Neurobiological mechanisms of electroconvulsive therapy in major depressive disorder: structure-function coupling with gene expression and molecular mechanism
摘要
Major Depressive Disorder (MDD), a common and debilitating mental disorder, contributes considerably to global disease burden by increasing rates of comorbid physical illnesses, functional impairment, and suicide risk. Despite a spectrum of therapeutic modalities, a significant proportion of patients, particularly those with treatment-resistant depression, fail to achieve adequate symptom remission. Electroconvulsive Therapy (ECT) remains a pivotal intervention for refractory cases and is characterized by its rapid antidepressant efficacy; however, the underlying neurobiological mechanisms remain insufficiently elucidated. In this investigation, longitudinal neuroimaging of 88 MDD patients revealed that ECT decisively modulated structural-functional connectivity (SC-FC) coupling within the default mode network (DMN) and somatomotor network (SMN), suggesting reintegration of large-scale neural circuits. Notably, baseline SC-FC metrics incorporated into support vector regression (SVR) model reliably predicted symptomatic amelioration following ECT, while network-based spreading analysis delineated probable loci of therapeutic impact. At the molecular level, ECT enhanced mitochondrial respiration, reconfigured neuroplasticity-related pathways, and modulated gene expression underlying SC-FC coupling, alongside profound effects on serotonergic and dopaminergic neurotransmission. By converging neuroimaging and transcriptomic evidence, this study elucidates the multifaceted neurobiological mechanisms governing ECT’s efficacy and underscores its promise for guiding precision interventions in MDD.

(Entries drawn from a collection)

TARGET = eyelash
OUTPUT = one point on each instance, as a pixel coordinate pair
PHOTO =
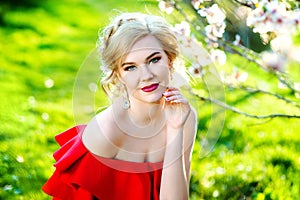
(155, 59)
(129, 68)
(152, 61)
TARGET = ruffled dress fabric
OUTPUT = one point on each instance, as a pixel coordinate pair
(81, 175)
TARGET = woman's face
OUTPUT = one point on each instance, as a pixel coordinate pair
(145, 70)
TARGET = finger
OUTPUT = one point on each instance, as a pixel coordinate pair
(170, 88)
(173, 97)
(171, 93)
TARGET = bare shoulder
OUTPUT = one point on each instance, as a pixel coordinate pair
(100, 136)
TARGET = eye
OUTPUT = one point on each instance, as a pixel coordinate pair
(154, 60)
(129, 68)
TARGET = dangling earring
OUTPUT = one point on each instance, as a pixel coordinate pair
(126, 103)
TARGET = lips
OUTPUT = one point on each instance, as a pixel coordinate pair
(150, 88)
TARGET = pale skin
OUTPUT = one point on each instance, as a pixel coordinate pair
(146, 65)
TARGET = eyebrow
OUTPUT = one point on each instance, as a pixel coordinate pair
(148, 57)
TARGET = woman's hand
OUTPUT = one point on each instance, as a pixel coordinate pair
(177, 108)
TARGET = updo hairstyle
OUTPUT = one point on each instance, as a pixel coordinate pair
(116, 40)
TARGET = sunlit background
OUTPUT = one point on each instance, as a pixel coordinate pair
(44, 43)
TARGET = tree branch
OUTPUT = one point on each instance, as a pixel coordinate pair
(228, 107)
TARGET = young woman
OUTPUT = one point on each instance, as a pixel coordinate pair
(140, 146)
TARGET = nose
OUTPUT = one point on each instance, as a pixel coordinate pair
(146, 73)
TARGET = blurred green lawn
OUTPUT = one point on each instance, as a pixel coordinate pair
(42, 48)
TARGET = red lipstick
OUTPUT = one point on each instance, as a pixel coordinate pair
(150, 88)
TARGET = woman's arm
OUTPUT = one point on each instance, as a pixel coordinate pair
(181, 126)
(174, 184)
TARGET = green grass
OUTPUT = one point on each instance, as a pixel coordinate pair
(258, 159)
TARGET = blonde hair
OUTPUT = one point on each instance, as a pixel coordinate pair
(116, 40)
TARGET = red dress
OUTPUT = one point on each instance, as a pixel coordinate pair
(81, 175)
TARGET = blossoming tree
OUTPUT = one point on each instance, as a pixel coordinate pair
(258, 32)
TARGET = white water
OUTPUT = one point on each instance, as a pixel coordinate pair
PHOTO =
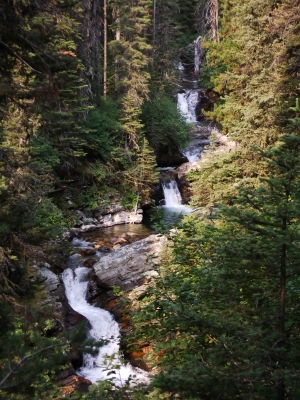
(171, 193)
(103, 326)
(192, 154)
(186, 103)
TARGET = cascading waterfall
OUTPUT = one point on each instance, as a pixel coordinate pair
(186, 102)
(103, 327)
(171, 193)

ABOUT THIS TASK —
Translate this sentence from the electroconvulsive therapy abstract into Spanish: "Despite a spectrum of therapeutic modalities, a significant proportion of patients, particularly those with treatment-resistant depression, fail to achieve adequate symptom remission." You can set the data aside; none of it is used.

WRITTEN RESPONSE —
A pesar de la variedad de modalidades terapéuticas, una proporción significativa de pacientes, en particular aquellos con depresión resistente al tratamiento, no logra una remisión adecuada de los síntomas.